El hecho de que los ocupe, y que expanda sus competencias aunque sea de modo temporal, pone de relieve la confianza que Trump deposita en él hoy por hoy. El presidente prefiere rodearse de un círculo de asesores no demasiado extenso, y no es raro que asigne a aquellos de quienes más se fía un cúmulo cada vez mayor de tareas. Aunque siempre es él quien tiene la última palabra, la única que cuenta.

El empresario inmobiliario Steve Witkoff, amigo de Trump y sin experiencia previa en diplomacia, ha ido expandiendo desde enero sus horizontes como enviado especial para negociaciones delicadas. Si al principio solo se ocupaba de la guerra en Gaza, ahora ha añadido a su cartera las conversaciones con Rusia y con Irán. Stephen Miller, el jefe de Gabinete adjunto para temas políticos e ideólogo de la actual política migratoria, bien podría acabar como consejero definitivo de Seguridad Nacional si Rubio deja el puesto, según algunos rumores.

A diferencia de Miller, quien ya fue uno de los principales asesores de Trump en el primer mandato, Rubio no figuraba de inicio en el sancta sanctorum de la Casa Blanca. En los primeros días de mandato, el presidente llegó a bromear con que tenía que tener cuidado con su jefe de la diplomacia porque tenía el apoyo hasta de los legisladores de la oposición demócrata. “Los senadores le han confirmado por unanimidad… no sé si debo fiarme de él”, se reía.

Algo de verdad había detrás del chiste. Los círculos más trumpistas no terminaban de congeniar con un antiguo senador, un político de corte tradicional, que en el pasado había defendido la ayuda a Ucrania y el intervencionismo en el exterior. Y que había sido rival electoral de su líder.

Sus primeras semanas en el cargo reforzaron una cierta imagen de segundón. Se encontraba de gira por América Latina cuando se enteró de que Trump proclamaba que Estados Unidos se haría cargo de Gaza para convertirla en “la Riviera de Oriente Próximo”. Tampoco supo por adelantado, antes de participar en la Conferencia de Seguridad de Múnich en febrero, que un par de días antes el secretario de Defensa, Pete Hegseth, iba a cerrar la puerta al ingreso de Ucrania en la OTAN, en un discurso en Bruselas. O que el vicepresidente J. D. Vance, también en Múnich, iba casi a exigir a los europeos que prestasen oídos a sus partidos de extrema derecha.

# [COMPLETA LO SIGUIENTE]
• a. Reproduce todo lo que va desde "Sus primeras semanas" hasta "de extrema derecha." en el texto sobre los asesores de Trump.
• b. Enumera todas las personas mencionadas por su nombre en el texto sobre los asesores de Trump, tal como aparecen en él.
Las filas que siguen al texto proceden de otra fuente.

(Elementos de un conjunto de datos)
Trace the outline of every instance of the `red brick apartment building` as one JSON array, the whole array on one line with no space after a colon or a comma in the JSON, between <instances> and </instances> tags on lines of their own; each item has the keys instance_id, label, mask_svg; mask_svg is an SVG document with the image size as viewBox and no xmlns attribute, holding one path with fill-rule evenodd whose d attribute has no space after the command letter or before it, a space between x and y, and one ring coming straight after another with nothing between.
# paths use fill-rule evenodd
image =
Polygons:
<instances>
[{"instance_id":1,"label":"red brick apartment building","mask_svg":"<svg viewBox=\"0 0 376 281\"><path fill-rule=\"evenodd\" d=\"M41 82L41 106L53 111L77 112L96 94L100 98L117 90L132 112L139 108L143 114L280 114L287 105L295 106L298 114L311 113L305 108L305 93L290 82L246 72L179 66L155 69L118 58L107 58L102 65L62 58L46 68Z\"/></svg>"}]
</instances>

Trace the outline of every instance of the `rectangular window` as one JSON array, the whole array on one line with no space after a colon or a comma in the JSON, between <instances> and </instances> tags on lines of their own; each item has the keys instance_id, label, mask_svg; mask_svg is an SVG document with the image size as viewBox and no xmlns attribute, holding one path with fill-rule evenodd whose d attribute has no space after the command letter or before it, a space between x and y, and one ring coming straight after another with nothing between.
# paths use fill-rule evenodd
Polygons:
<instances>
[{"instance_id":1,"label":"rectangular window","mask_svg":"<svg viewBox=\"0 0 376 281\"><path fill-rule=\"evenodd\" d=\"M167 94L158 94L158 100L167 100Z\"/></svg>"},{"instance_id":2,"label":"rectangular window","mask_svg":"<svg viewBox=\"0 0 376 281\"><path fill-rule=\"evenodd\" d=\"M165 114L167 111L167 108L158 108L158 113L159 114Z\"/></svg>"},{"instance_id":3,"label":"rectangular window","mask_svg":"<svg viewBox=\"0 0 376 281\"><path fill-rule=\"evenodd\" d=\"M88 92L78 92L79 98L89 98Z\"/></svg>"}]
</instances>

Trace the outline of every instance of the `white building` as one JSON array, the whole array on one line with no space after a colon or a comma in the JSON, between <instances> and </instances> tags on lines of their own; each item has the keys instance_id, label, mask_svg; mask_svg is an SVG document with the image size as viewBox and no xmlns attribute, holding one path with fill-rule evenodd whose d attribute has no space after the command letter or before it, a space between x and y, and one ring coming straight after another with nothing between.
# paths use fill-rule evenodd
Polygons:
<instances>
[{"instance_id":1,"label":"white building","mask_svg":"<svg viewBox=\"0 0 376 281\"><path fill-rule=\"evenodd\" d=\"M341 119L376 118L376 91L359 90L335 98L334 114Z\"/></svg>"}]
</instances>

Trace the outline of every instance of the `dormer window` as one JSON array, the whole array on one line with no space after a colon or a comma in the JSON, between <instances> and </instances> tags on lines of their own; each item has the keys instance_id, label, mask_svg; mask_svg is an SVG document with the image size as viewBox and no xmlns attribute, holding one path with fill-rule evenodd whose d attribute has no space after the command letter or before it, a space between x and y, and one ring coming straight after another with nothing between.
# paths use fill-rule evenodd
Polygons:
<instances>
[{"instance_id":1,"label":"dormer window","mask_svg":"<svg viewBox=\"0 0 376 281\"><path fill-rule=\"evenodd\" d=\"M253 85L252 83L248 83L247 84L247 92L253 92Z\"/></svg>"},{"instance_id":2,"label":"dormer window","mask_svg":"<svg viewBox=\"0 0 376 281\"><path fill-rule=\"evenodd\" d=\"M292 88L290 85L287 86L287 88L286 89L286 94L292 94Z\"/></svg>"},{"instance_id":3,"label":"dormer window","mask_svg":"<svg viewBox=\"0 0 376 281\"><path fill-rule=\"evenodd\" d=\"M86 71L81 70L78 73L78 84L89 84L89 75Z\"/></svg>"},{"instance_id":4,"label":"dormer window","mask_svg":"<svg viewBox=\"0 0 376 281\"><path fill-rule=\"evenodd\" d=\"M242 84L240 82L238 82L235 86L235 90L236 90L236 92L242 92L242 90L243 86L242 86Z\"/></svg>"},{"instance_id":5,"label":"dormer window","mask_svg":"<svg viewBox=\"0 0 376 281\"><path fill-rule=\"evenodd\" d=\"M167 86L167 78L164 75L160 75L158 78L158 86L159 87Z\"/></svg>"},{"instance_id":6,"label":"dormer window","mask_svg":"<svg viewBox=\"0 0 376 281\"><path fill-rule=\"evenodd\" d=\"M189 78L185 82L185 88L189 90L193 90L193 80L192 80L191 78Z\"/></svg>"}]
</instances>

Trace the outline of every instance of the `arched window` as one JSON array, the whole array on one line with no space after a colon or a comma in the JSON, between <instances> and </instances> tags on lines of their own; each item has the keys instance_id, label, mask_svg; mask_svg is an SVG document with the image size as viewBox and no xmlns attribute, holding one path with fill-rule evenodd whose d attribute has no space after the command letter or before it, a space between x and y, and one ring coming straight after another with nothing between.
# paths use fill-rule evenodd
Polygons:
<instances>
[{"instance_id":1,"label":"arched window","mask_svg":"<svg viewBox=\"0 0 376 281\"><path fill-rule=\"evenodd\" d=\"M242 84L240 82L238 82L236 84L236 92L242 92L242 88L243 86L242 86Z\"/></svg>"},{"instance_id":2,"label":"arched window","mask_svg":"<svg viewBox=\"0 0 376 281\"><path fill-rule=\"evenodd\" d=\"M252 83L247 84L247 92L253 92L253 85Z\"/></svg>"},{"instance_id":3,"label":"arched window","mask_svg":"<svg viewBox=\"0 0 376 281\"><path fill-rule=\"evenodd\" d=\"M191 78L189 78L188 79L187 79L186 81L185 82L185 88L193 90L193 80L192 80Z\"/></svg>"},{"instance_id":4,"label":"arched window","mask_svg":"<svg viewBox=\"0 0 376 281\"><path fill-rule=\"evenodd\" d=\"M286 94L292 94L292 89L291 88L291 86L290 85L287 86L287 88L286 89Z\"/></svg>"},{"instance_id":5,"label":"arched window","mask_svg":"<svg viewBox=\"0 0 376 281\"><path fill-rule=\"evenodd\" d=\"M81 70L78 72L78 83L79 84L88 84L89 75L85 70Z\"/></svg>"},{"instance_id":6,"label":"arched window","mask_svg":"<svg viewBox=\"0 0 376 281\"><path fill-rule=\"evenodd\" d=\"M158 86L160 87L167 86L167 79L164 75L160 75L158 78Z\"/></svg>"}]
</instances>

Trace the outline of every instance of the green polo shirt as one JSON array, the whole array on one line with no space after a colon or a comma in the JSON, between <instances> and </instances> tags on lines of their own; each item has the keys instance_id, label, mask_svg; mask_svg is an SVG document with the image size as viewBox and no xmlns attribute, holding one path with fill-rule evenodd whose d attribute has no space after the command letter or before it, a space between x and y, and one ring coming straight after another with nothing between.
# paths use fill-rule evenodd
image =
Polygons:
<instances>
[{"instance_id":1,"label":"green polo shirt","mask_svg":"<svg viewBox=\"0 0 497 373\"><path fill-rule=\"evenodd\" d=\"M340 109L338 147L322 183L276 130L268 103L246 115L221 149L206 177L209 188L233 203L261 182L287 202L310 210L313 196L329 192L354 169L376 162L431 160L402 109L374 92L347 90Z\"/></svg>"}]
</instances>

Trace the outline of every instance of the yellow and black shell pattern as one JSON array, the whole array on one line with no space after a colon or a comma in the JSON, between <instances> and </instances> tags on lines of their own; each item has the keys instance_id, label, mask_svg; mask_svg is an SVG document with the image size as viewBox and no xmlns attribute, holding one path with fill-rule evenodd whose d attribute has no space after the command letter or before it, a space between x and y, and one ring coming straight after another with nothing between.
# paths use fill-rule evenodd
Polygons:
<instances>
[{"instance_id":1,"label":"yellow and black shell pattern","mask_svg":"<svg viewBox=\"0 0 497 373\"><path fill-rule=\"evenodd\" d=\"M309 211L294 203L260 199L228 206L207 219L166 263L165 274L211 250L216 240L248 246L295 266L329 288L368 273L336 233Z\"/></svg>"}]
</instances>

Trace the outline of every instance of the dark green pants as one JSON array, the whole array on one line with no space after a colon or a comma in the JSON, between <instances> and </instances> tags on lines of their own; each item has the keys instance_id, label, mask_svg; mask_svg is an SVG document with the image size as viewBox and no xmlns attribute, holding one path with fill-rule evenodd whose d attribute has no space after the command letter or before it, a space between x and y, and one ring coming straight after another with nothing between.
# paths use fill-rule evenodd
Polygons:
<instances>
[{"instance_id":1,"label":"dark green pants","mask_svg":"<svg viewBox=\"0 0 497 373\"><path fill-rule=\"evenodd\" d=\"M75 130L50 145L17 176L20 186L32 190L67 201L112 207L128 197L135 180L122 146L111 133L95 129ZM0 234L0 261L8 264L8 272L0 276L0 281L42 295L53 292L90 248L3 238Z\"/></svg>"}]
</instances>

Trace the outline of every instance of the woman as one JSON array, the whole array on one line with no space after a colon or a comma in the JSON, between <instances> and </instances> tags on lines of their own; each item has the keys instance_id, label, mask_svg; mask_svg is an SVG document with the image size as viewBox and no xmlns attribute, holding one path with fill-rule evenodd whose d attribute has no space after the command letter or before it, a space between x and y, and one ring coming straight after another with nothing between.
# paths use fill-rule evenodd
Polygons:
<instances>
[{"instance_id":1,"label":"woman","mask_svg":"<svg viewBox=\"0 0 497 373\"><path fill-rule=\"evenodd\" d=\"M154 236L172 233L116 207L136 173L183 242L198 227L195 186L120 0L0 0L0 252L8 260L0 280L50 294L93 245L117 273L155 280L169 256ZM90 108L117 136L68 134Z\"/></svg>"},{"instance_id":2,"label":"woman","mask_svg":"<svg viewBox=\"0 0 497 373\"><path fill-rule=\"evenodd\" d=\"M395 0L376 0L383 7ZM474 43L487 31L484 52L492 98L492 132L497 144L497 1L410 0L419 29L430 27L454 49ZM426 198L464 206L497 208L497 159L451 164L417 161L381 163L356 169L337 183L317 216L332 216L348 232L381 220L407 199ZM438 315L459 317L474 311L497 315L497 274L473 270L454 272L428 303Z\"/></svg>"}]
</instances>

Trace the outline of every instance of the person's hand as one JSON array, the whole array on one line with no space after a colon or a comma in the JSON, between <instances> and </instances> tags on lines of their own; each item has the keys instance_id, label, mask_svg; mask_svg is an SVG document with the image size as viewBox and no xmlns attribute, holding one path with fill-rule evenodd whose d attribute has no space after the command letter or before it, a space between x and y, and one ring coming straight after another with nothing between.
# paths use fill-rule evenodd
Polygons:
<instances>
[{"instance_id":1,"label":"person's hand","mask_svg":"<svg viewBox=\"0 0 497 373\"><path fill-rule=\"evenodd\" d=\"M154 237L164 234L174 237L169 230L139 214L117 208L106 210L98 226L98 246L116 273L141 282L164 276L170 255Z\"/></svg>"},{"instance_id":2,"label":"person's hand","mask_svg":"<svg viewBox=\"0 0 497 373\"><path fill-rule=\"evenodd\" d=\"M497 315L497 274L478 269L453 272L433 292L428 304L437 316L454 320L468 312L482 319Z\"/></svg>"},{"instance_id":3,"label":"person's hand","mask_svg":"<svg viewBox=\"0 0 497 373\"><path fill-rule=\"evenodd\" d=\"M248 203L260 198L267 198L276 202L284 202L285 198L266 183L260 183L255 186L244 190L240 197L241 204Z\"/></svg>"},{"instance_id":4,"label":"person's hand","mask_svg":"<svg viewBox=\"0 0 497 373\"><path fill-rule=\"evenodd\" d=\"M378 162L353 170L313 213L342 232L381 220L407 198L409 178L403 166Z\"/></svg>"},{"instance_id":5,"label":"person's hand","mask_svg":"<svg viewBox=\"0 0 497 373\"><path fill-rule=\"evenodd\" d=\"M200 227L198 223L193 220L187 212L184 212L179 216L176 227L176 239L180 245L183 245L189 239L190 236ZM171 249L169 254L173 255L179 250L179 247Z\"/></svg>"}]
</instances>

# [SOLUCIONES]
• a.
Sus primeras semanas en el cargo reforzaron una cierta imagen de segundón. Se encontraba de gira por América Latina cuando se enteró de que Trump proclamaba que Estados Unidos se haría cargo de Gaza para convertirla en “la Riviera de Oriente Próximo”. Tampoco supo por adelantado, antes de participar en la Conferencia de Seguridad de Múnich en febrero, que un par de días antes el secretario de Defensa, Pete Hegseth, iba a cerrar la puerta al ingreso de Ucrania en la OTAN, en un discurso en Bruselas. O que el vicepresidente J. D. Vance, también en Múnich, iba casi a exigir a los europeos que prestasen oídos a sus partidos de extrema derecha.

• b.
Trump
Steve Witkoff
Stephen Miller
Rubio
Pete Hegseth
J. D. Vance